- _Directions_: Although the records contain pictures, only their text should be repeated, exactly as it stands.

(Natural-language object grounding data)
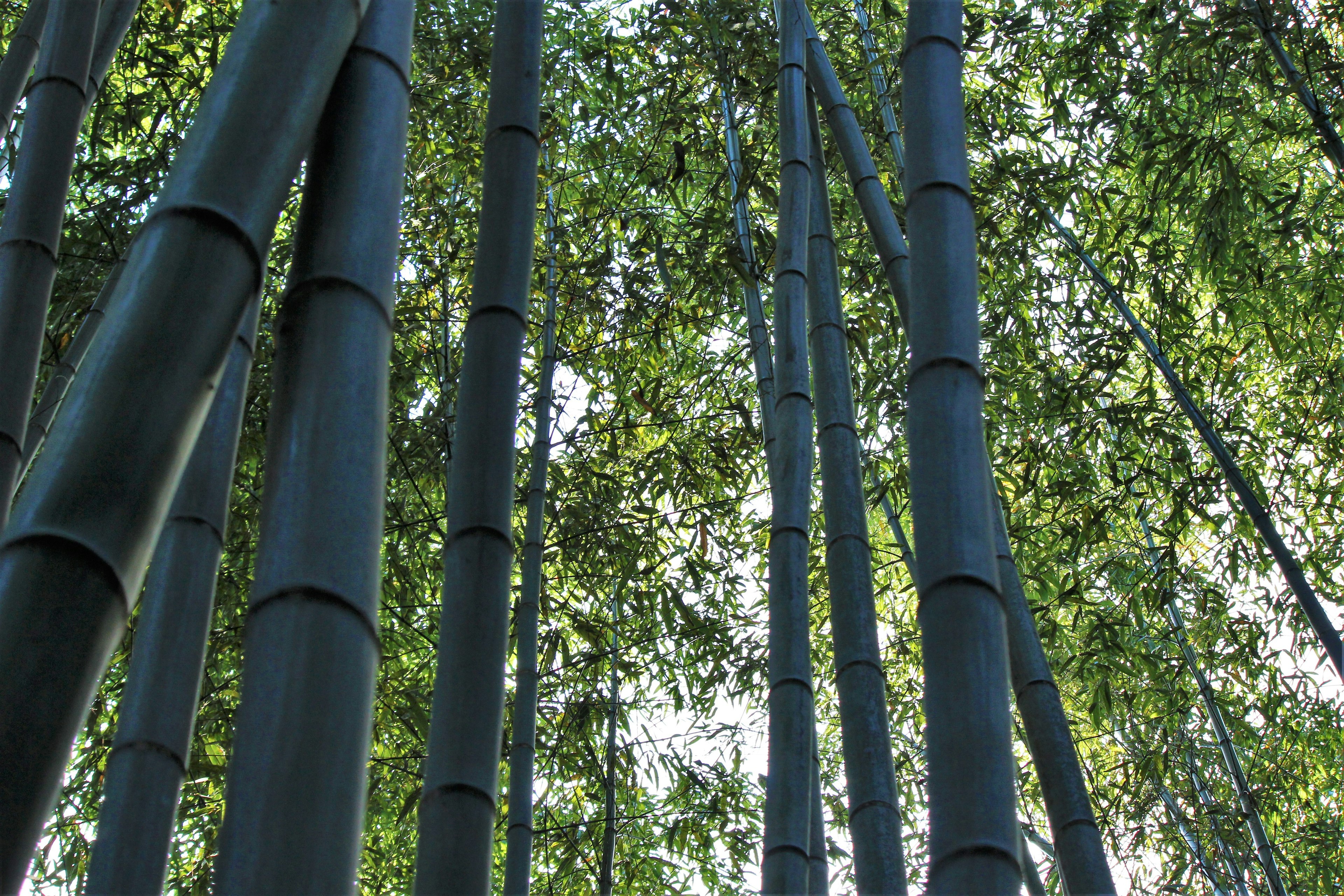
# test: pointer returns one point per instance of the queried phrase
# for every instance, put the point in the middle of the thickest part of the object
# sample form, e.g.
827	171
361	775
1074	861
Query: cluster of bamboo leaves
1191	176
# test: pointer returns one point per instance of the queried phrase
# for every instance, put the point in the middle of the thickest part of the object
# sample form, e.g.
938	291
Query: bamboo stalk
75	555
34	214
1078	848
150	754
788	800
972	796
518	863
1288	565
298	776
1331	143
462	773
19	56
863	174
604	884
861	681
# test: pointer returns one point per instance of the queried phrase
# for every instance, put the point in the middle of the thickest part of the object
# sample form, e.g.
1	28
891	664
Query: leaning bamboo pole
788	798
1078	848
158	710
613	710
34	214
861	681
863	174
19	56
75	555
1288	565
462	771
295	800
972	774
522	760
1331	143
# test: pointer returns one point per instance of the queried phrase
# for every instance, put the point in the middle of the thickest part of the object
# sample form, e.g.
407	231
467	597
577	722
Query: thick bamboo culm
613	710
788	796
1078	848
1288	565
522	758
1331	143
863	174
76	553
861	681
462	774
972	773
295	800
158	708
34	216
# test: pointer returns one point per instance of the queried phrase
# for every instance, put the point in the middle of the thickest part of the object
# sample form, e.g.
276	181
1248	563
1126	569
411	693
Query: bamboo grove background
1195	181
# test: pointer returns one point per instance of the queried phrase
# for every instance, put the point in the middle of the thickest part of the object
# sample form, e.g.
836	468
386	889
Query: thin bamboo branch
76	553
1331	143
34	216
1288	565
151	750
462	773
974	841
861	681
518	863
788	800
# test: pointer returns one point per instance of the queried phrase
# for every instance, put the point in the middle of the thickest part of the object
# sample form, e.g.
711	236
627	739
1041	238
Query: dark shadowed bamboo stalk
863	174
1331	143
1078	848
75	555
613	711
974	841
861	683
757	331
158	710
65	371
788	797
1288	565
881	91
462	773
295	798
518	863
34	214
25	43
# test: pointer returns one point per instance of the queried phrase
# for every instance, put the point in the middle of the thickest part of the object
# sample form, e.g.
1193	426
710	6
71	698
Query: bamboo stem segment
972	776
861	683
158	710
1288	565
462	773
518	863
75	555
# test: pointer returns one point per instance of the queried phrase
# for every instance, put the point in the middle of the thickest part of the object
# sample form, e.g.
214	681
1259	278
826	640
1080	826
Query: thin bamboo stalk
863	174
878	77
295	800
1081	858
757	331
1331	143
25	45
604	884
861	681
158	710
65	371
76	553
788	797
34	214
518	862
1288	565
972	776
462	773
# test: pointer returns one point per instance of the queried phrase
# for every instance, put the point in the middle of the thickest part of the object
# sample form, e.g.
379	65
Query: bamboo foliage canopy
1190	174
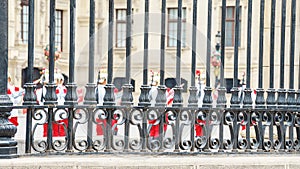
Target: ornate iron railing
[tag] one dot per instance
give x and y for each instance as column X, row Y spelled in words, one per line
column 270, row 126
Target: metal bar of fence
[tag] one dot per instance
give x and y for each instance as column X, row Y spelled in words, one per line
column 109, row 97
column 282, row 92
column 261, row 44
column 91, row 41
column 52, row 19
column 178, row 51
column 236, row 43
column 272, row 44
column 247, row 92
column 128, row 40
column 30, row 42
column 146, row 31
column 90, row 87
column 271, row 91
column 291, row 100
column 292, row 46
column 249, row 32
column 110, row 41
column 71, row 97
column 30, row 75
column 223, row 42
column 193, row 99
column 194, row 43
column 8, row 147
column 72, row 41
column 208, row 49
column 235, row 100
column 247, row 101
column 162, row 42
column 282, row 47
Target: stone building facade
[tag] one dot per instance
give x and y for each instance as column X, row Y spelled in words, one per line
column 18, row 44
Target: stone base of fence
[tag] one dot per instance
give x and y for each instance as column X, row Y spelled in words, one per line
column 133, row 161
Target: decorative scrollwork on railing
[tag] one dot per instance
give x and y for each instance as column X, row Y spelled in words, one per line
column 40, row 117
column 81, row 117
column 118, row 140
column 201, row 140
column 136, row 119
column 99, row 118
column 266, row 122
column 229, row 118
column 186, row 121
column 255, row 119
column 153, row 132
column 214, row 120
column 296, row 144
column 242, row 144
column 61, row 120
column 170, row 120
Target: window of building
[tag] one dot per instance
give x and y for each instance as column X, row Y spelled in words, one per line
column 24, row 21
column 172, row 27
column 121, row 28
column 59, row 29
column 230, row 26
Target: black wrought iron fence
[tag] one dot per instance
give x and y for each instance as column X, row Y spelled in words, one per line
column 266, row 125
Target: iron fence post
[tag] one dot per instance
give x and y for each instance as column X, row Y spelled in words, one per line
column 8, row 147
column 235, row 101
column 271, row 102
column 177, row 101
column 90, row 97
column 281, row 99
column 109, row 97
column 128, row 88
column 71, row 96
column 144, row 99
column 260, row 100
column 193, row 99
column 221, row 100
column 207, row 99
column 161, row 98
column 291, row 101
column 247, row 101
column 30, row 97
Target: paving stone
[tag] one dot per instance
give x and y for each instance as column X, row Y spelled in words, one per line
column 242, row 167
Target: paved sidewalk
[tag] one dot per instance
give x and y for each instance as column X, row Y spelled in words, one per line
column 117, row 161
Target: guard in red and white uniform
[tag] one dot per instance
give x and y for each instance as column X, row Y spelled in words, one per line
column 61, row 91
column 15, row 95
column 100, row 93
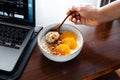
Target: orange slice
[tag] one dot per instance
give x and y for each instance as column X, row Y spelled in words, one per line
column 68, row 34
column 63, row 49
column 70, row 41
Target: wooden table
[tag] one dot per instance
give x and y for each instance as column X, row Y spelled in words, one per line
column 100, row 55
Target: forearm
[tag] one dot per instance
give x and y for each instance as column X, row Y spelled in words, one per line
column 110, row 12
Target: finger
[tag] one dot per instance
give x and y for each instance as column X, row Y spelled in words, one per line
column 78, row 22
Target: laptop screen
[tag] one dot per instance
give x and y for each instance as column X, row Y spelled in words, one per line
column 17, row 11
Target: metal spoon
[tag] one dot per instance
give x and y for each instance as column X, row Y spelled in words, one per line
column 57, row 28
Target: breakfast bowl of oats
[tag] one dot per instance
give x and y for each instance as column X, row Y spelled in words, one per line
column 60, row 46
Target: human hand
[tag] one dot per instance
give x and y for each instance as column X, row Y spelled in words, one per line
column 84, row 14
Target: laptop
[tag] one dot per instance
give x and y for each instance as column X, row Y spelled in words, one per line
column 17, row 22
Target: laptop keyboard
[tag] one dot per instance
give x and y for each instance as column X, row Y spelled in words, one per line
column 12, row 36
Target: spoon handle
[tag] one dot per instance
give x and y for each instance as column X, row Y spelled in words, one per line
column 58, row 27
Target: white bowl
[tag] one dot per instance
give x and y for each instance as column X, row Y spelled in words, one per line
column 65, row 27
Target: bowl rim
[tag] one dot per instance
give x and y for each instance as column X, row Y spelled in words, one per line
column 39, row 34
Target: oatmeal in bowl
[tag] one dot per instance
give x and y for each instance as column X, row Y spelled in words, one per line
column 63, row 46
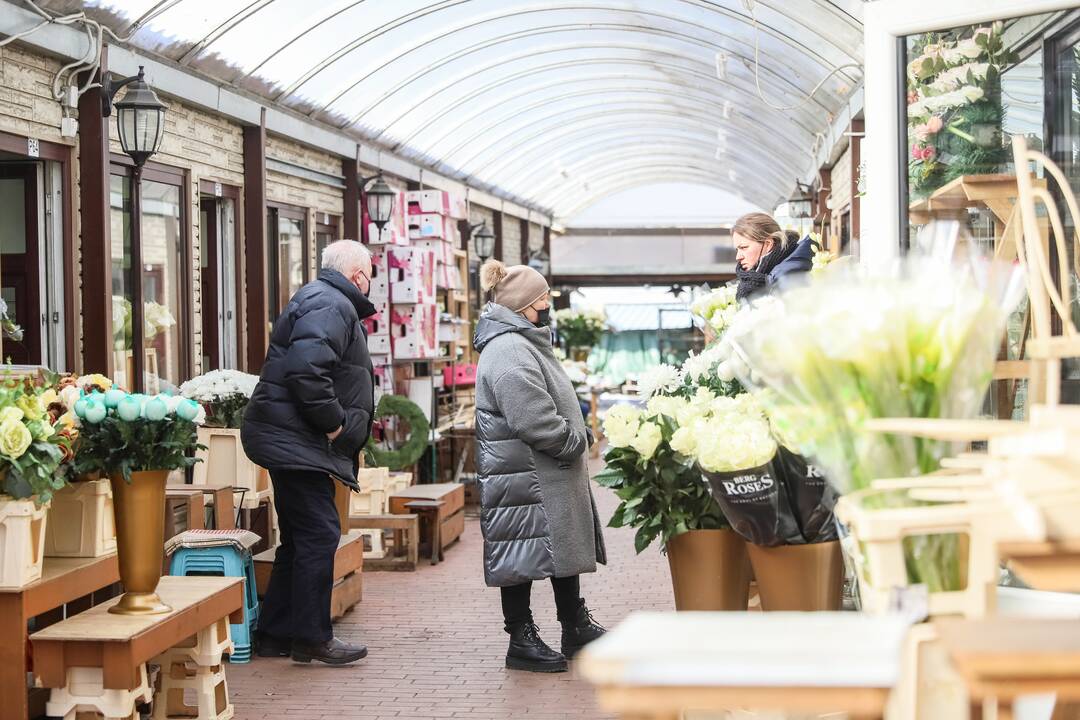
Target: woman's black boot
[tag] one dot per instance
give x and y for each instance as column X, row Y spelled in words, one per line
column 528, row 652
column 580, row 630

- _Response to this task_:
# test: pointer returns one point per instance of the queried phrase
# for every instance, put the point in the middle of the thickest part of the object
# sample form, e.g.
827	171
361	775
1074	861
Query: cluster of bamboo leaves
1191	176
# test: pointer returns one point per instance of the queried phrase
# for every instance, put the point in the middle of the thickest part of the object
# sample form, e.g.
938	291
Query: bamboo stalk
75	555
34	214
1078	848
150	754
788	800
972	796
518	863
1288	565
298	776
1331	143
462	773
19	56
863	174
604	884
861	681
# test: pointer returns one point per instance of the queried phrase
# for every instance, put the point in the middle of the thickest part of the object
# sample form, e.g.
1	28
891	664
Query: leaning bamboo pole
788	798
1078	848
158	710
613	710
34	214
861	681
863	174
19	56
75	555
1288	565
462	771
295	800
972	774
522	760
1331	143
# test: pointer returns one point per instance of the queried phrase
# for every instance, put the point in the middle of the thickest part of the object
# sample form, e.g.
407	231
467	597
577	722
Query: thick bamboo culm
613	710
788	796
1078	848
1288	565
522	758
1331	143
863	174
76	553
861	681
462	774
972	773
295	800
158	708
34	216
# test: pointer returns one point per instance of the queried phrase
# for every instance, put the point in the middle of the thickest part of the object
# sample form, e.g.
276	181
1248	563
1126	569
411	693
Query: bamboo grove background
1195	181
# test: pointer returns one point per instance of the queried phrase
# for every instance, put the point in the middle of the thickest part of the object
# sample form, e.g.
836	468
386	889
Query: thin bamboo branch
76	553
1331	143
34	216
1288	565
151	750
462	773
974	841
861	681
518	863
788	800
# test: pointer returns one point per instance of the queried phrase
# for every instance, put the point in the middle of the thickest part of the object
# sample form, e.g.
711	236
627	739
1041	238
Query: dark shadowed bamboo stalk
863	174
1331	143
1078	848
75	555
613	711
974	841
861	683
757	331
158	710
65	371
788	797
1288	565
881	91
462	773
295	798
518	863
34	214
25	43
# test: pointer returns one point per instance of the queried phrase
# for every instance, put the point in the middle of the thickest part of the object
# sample form, e.g.
1193	426
710	6
71	698
Query: bamboo stem segment
972	776
861	683
158	710
1288	565
462	773
518	863
75	555
# test: pointer returns one point per instance of the queried phrase
# for every instance, put the point in the middle of the thickest part of the object
# sample form, e.g.
214	681
1259	278
826	640
1080	826
Query: thin bamboo stalk
863	174
878	77
295	800
1081	858
757	331
1331	143
25	45
604	884
861	681
158	710
65	371
76	553
788	797
34	214
518	862
1288	565
972	776
462	773
# test: pointer returns one point per instance of the queried phrase
# for every instance, put the point in the middle of the thickest part of the object
# sample form, e.g.
379	65
Query: bamboo foliage canopy
1190	174
Target: ornate iron railing
[tag] one dot per instance
give x and y for each instance as column X, row Y spelled in words, one per line
column 270, row 126
Target: metal bar of fence
[tag] one dot per instance
give x and y for each instance as column X, row Y spelled in words, one per line
column 109, row 97
column 282, row 92
column 261, row 44
column 91, row 41
column 52, row 19
column 178, row 51
column 236, row 43
column 272, row 44
column 247, row 92
column 128, row 40
column 30, row 42
column 146, row 31
column 90, row 87
column 271, row 91
column 291, row 100
column 292, row 46
column 249, row 32
column 110, row 41
column 71, row 97
column 30, row 75
column 223, row 42
column 193, row 99
column 194, row 43
column 8, row 147
column 72, row 41
column 208, row 49
column 235, row 100
column 247, row 101
column 162, row 42
column 282, row 47
Target: stone building facade
[tag] one dot per instance
give x and y for each instance as column X, row Y spelled in words, one per line
column 18, row 44
Target: stone base of fence
[tag] one dot per instance
give x and y for each instance as column X, row Y spelled in words, one per line
column 133, row 161
Target: decorative scrollwork on railing
[tag] one dot per instance
give x and y for each instance as column X, row Y spelled in words, one per line
column 40, row 117
column 81, row 117
column 118, row 140
column 201, row 140
column 136, row 119
column 99, row 118
column 266, row 122
column 229, row 118
column 186, row 121
column 255, row 119
column 153, row 132
column 214, row 120
column 296, row 144
column 242, row 144
column 61, row 120
column 170, row 120
Target: window of building
[tag] one dot per instance
give x and y for each instance as column X, row Y spelled in words, one per line
column 24, row 21
column 172, row 27
column 121, row 28
column 59, row 29
column 230, row 26
Target: black wrought iron fence
[tag] one dot per instance
give x and y for each instance as column X, row Y spelled in words, one per line
column 266, row 125
Target: iron fence post
[tag] one dot per instance
give x and y for each instance as column X, row Y spelled in words, one per line
column 8, row 147
column 235, row 101
column 271, row 102
column 177, row 101
column 90, row 97
column 281, row 99
column 109, row 97
column 128, row 88
column 71, row 96
column 144, row 99
column 260, row 100
column 193, row 99
column 221, row 100
column 207, row 99
column 161, row 98
column 291, row 101
column 247, row 101
column 30, row 97
Target: paving stone
[tag] one dot per instance
give x and y for each instance as column X, row Y spelled in words, one per line
column 242, row 167
Target: paved sidewalk
[tag] one dot per instance
give x and y for each instance as column X, row Y spelled in words, one per line
column 117, row 161
Target: guard in red and white uniform
[tag] one dot per instance
give x and y for each instance as column X, row Y spelled in words, one per line
column 61, row 91
column 15, row 95
column 100, row 93
Target: orange slice
[tag] one dot per instance
give x and y for each instance as column X, row Y spelled in words, one per line
column 68, row 34
column 63, row 49
column 70, row 41
Target: wooden table
[tag] one dot per instance
give x and y for each instance as column X, row Y spelled in words, one per line
column 100, row 55
Target: forearm
[tag] one dot per instance
give x and y for each instance as column X, row Y spelled in words, one per line
column 110, row 12
Target: finger
[tag] one dot per instance
give x and y for each instance as column X, row Y spelled in words, one per line
column 78, row 22
Target: laptop screen
[tag] one dot per instance
give x and y for each instance as column X, row Y spelled in words, one per line
column 17, row 11
Target: metal spoon
[tag] one dot per instance
give x and y for each instance as column X, row Y spelled in words, one per line
column 57, row 28
Target: breakfast bowl of oats
[tag] one dot per instance
give x and y for each instance as column X, row Y spelled in words, one per line
column 60, row 46
Target: human hand
[tag] one dot per instance
give x and y for each instance as column X, row Y spelled in words, one per line
column 84, row 14
Target: laptop
[tag] one dot per instance
give x and y for each instance as column X, row Y spelled in words, one per line
column 17, row 22
Target: laptop keyboard
[tag] one dot per instance
give x and y for each instance as column X, row Y spelled in words, one per line
column 12, row 36
Target: spoon handle
[tag] one dot per instance
give x and y for each instance as column X, row Y spelled in words, one per line
column 58, row 27
Target: white bowl
[tag] one dot per instance
give x and y for each instance as column X, row Y spelled in words, one per line
column 65, row 27
Target: bowl rim
[tag] one dot per instance
give x and y for each instance as column X, row Y spelled in words, one per line
column 39, row 34
Target: oatmeal in bowl
[tag] one dot per instance
give x and y for each instance as column X, row Y spelled in words, one per line
column 63, row 46
Target: woman's black boot
[tag] one dot per instance
give x and y for each instance as column X, row Y spelled in words, one per line
column 528, row 652
column 580, row 630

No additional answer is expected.